• **PASSAGE SHOWN**:
-- Start --

Ask HN: Can you be sued for stealing an idea? - anon23

(This is a throwaway account)<p>I'm a software freelancer and I quote lots of small projects for random clients (maybe 4-5 a week).  The vast majority of these (more than half) fall through, typically because I'm more expensive than outsourcing.<p>There have been a couple of projects (maybe 2) in the course of a hundred over the last 6 months or so that might actually provide a decent ROI if I were to personally pursue them.<p>To be clear, I'm not talking about stealing anybody's detailed design. For instance, a client might come to me with "Build a teleprompter" and I go from that sentence (and maybe a use case or two) to a UI design and a quote, and they decide to pass on hiring me.<p>In the absence of any written agreement about their "idea", what would be the legal risk of pursuing these?<p>Alternatively, what can I do going forward to minimize my legal risk?
======
slantyyz
If I am not mistaken, the reason why VCs don't sign NDAs is because they get
presented with so many of the same ideas that they don't want to get sued for
stealing ideas, when really they are not.

Having said that, if you didn't sign any written agreement, I think you're
probably in the clear.

Ideas are commodities, execution, however, is not.

------
kls
For me personally, it is unethical, then again I have more ideas than I
reasonable have time to pursue, so I really don't need someone else's. I would
also think of it this way, if word got out that you are stealing ideas then
your freelance career is dead.

As for legally, you should consult a lawyer but if it is not in writing, they
are going to have a hard time proving that you had a confidential agreement.

------
stretchwithme
No written agreement, but did you have a verbal agreement or imply you would
not use what they disclosed against them? If so, I would advise letting go of
the idea.

Of course, if they fail to move on it in a reasonable amount of time, all bets
are off.

-- End --

• **WHAT TO WORK ON**:
1/ Could you transcribe everything in the thread from "Ideas are commodities, execution, however, is" down to "career is dead."?
2/ In the thread, how many projects a week does the freelancer say they quote?
3/ Which usernames appear in the thread?

• **DATA LINES**:

-- Start --

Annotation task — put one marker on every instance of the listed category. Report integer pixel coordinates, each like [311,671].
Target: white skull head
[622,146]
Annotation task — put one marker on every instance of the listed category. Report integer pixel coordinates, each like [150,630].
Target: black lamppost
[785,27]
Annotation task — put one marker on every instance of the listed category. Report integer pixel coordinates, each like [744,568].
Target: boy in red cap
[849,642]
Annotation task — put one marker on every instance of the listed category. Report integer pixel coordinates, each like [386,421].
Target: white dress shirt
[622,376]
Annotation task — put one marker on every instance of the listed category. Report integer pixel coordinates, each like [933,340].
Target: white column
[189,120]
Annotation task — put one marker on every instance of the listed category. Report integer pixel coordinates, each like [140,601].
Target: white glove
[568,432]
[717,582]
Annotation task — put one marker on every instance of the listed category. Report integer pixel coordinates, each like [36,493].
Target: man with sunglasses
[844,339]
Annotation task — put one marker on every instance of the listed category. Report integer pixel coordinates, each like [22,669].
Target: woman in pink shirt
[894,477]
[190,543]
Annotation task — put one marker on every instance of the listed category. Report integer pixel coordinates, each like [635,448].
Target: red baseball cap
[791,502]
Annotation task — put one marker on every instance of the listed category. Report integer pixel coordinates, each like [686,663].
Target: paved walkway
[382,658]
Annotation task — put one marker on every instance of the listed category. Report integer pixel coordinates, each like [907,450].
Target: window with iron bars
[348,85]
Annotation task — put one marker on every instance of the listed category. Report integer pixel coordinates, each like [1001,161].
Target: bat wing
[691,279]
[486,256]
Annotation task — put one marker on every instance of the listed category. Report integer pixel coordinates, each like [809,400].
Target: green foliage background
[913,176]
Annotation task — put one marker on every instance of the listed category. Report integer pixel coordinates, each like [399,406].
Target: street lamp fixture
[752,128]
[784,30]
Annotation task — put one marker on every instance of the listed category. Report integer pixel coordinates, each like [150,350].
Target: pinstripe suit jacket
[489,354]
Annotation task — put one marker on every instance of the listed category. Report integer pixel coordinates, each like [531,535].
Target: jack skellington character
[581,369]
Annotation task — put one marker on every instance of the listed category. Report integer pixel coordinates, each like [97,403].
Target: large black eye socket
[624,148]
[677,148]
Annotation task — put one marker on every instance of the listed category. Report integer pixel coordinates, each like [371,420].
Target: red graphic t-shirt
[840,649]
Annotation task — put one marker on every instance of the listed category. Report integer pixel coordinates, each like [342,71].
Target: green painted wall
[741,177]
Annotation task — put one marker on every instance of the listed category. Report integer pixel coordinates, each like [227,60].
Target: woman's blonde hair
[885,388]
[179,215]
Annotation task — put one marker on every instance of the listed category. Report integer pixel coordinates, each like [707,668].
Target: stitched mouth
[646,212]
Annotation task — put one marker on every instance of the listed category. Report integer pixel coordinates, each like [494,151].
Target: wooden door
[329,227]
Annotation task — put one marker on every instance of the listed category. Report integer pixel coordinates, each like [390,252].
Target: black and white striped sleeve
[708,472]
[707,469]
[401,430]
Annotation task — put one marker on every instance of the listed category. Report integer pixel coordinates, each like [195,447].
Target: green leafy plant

-- End --

• **WRITTEN RESPONSES**:
1/
Ideas are commodities, execution, however, is not.

------
kls
For me personally, it is unethical, then again I have more ideas than I
reasonable have time to pursue, so I really don't need someone else's. I would
also think of it this way, if word got out that you are stealing ideas then
your freelance career is dead.

2/ Maybe 4-5 a week.

3/
anon23
slantyyz
kls
stretchwithme